■ Stated exercise 1: In the borders essay, which company recently launched two astronauts to the International Space Station?
■ Stated exercise 2: Return every line in the rows that contains the string "tree". Case counts.

■ Text excerpt:

Why we need *some* borders between us

Borders are often a bad thing because they create separation that is unconducive for what are generally considered to be socially desirable outcomes. And they’re often instituted to maximise political outcomes, especially of the electoral variety. However, as electoral politics – and the decisions politicians make leading up to elections – become increasingly divisive, the people’s perception of politics, especially among those belonging to the middle classes, simultaneously becomes more cynical. At one point, those engaged in less political activities could even begin to see politics as a meaningless enterprise engaged solely in furthering the interests of the powerful.

This is a wholly justified conclusion given the circumstances but it’s also saddening since this cynicism is almost always paid for by writing off all political endeavours, and all the borders they maintain – and it is even more saddening now, in this time of protests, riots, apathy and deaths among the poor of hunger, of all things. This particular point is worth highlighting more now because space, especially human spaceflight, is in the news. Elon Musk’s SpaceX recently launched two astronauts to the International Space Station in history’s first crewed mission by a non-governmental company (that still subsists mostly on government funds).

For many decades, creators, engineers and officials alike have billed space as an escape, particularly in two ways. First, as a material volume of the universe that humanity is yet to occupy in any meaningful way, space is a frontier – a place other than Earth where there are some opportunities to survive but more importantly which could present a fresh start, a new way to do things that apparently benefits from millennia of civilisation on Earth that has only left us with great inequality and prejudice. Second, as a vast emptiness composed of literally nothing for billions of kilometres at a time, space imposes a ‘loneliness tax’ on Earth that – as many spaceflight entrepreneurs are fond of saying – should prompt us to remember that “we’re all in this together”.

However, the problem with both perspectives is that they gloss over borders, and when some borders disappear, our awareness of inequality disappears while inequality itself doesn’t. A common refrain aspiring spacefarers like to pitch is of the view of Earth from the Moon, accompanied by a gruff but nonetheless well-intentioned reminder that borders are of our own making, and that if we got rid of them and worked in humanity’s best-interests as a whole, we’d be able to achieve great things.

■ Exercise materials:

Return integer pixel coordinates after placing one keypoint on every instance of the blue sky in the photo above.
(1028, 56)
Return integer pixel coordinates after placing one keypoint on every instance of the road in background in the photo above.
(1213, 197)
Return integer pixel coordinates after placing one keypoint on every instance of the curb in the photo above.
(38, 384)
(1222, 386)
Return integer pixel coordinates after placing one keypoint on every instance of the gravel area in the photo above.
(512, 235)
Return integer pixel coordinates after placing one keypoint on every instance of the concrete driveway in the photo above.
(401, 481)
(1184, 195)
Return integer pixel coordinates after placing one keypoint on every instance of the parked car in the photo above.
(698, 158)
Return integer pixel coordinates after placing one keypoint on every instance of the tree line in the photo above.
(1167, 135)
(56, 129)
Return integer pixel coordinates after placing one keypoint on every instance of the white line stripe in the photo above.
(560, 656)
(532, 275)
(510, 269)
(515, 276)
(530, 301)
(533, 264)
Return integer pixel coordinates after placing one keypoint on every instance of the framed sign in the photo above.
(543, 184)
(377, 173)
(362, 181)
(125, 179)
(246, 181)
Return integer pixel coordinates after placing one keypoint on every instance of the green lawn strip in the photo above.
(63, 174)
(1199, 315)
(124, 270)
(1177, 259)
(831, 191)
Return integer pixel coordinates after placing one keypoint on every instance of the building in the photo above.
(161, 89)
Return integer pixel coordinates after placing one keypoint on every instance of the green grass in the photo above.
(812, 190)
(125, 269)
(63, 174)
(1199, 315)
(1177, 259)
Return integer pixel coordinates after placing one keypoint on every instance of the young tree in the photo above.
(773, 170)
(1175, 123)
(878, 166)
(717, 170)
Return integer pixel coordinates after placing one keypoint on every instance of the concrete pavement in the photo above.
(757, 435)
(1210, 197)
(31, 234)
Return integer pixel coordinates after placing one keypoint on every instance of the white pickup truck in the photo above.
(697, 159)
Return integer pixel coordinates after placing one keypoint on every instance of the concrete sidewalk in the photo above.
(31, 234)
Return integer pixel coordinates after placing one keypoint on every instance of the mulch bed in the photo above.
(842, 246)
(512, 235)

■ Task response 1: Elon Musk's SpaceX

■ Task response 2:
Return integer pixel coordinates after placing one keypoint on every instance of the tree line in the photo above.
Return integer pixel coordinates after placing one keypoint on every instance of the young tree in the photo above.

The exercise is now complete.